> **PASSAGE SHOWN**
Duty free changes 'hammer blow' to north's airports
Duty free rule changes after the UK leaves the EU represent a hammer blow to Belfast International Airport, its managing director has said.
It will make air travel in the north less competitive than the rest of the UK and the Republic, Graham Keddie added.
The Treasury on Friday announced changes which will come into force from January, including extending duty-free shopping to passengers travelling to the EU.
Passengers will be able to buy duty-free alcohol and tobacco products in ports, airports, international train stations, and aboard ships, trains and planes, it added.
Mr Keddie said: "The government has once again shown a complete lack of awareness for the jobs and businesses on the line in the aviation sector.
"Our industry is weathering the worst crisis in the history of civil aviation, it can scarcely afford another hammer blow like this."
The Treasury also said that it will be ending tax-free sales in airports of goods like electronics and clothing for passengers travelling to non-EU countries.
It said this followed concerns the concession was not always passed on to consumers in the airport, and that in some instances the tax-free goods were being brought back into the country by UK residents, putting high street retailers at a disadvantage.
Mr Keddie added: "If these new rules come into force, Northern Ireland will be the only part of the UK that doesn't benefit from duty free for EU flights.

> **INFORMATION SUPPLIED**
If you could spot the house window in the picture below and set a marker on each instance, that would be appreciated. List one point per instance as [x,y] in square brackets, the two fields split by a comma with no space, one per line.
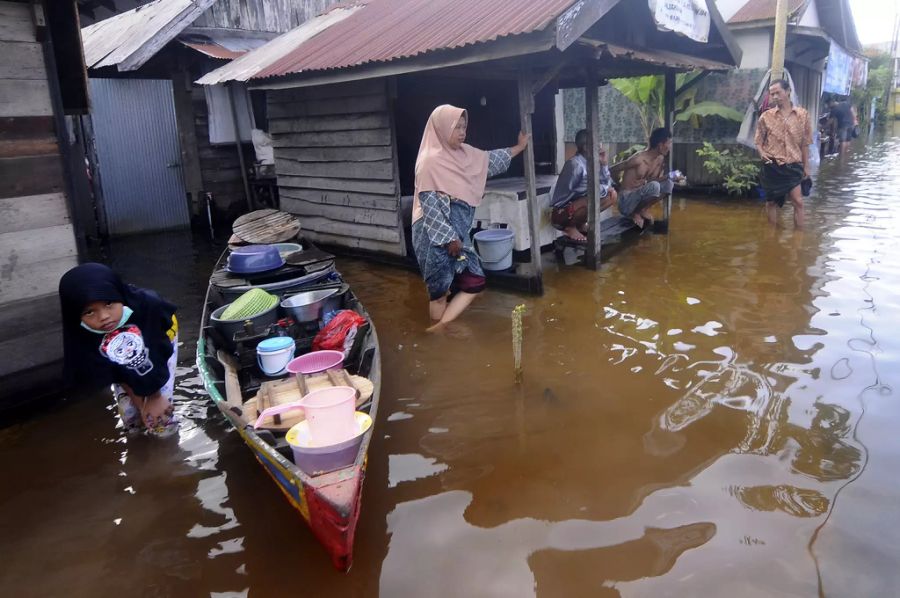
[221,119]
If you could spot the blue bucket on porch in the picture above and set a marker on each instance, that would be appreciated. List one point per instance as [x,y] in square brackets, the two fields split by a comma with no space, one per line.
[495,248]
--
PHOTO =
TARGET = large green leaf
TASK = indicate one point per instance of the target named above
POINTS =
* * *
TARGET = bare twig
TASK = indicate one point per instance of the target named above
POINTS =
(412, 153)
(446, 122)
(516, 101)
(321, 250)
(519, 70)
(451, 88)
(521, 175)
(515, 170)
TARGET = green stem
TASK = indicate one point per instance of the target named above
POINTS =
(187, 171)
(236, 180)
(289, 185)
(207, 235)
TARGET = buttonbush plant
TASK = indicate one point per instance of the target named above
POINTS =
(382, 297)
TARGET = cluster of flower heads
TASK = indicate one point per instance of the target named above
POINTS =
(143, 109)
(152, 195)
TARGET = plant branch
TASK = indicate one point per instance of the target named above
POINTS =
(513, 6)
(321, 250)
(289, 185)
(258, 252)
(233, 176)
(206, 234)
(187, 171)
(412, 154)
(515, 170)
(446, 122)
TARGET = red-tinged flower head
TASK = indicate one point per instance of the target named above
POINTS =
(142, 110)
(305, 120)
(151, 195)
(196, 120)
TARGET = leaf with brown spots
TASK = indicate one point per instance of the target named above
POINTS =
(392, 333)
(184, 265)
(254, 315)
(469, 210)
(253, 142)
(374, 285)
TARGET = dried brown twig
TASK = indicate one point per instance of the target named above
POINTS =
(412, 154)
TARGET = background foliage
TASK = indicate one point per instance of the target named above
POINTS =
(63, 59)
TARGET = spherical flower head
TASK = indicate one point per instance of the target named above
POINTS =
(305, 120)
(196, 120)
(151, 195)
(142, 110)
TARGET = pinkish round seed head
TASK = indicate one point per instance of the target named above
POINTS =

> **WHAT YOU WILL DO**
**1)** In the article on duty-free changes, who is named as saying the changes will make air travel in the north less competitive?
**2)** Name every place or mode of transport where, according to the article on duty-free changes, passengers will be able to buy duty-free alcohol and tobacco products.
**3)** Repeat the article on duty-free changes from "It said this" up to and including "for EU flights.".

> **ANSWERS BY TASK**
**1)** Graham Keddie

**2)** Ports, airports, international train stations, ships, trains and planes

**3)**
It said this followed concerns the concession was not always passed on to consumers in the airport, and that in some instances the tax-free goods were being brought back into the country by UK residents, putting high street retailers at a disadvantage.
Mr Keddie added: "If these new rules come into force, Northern Ireland will be the only part of the UK that doesn't benefit from duty free for EU flights.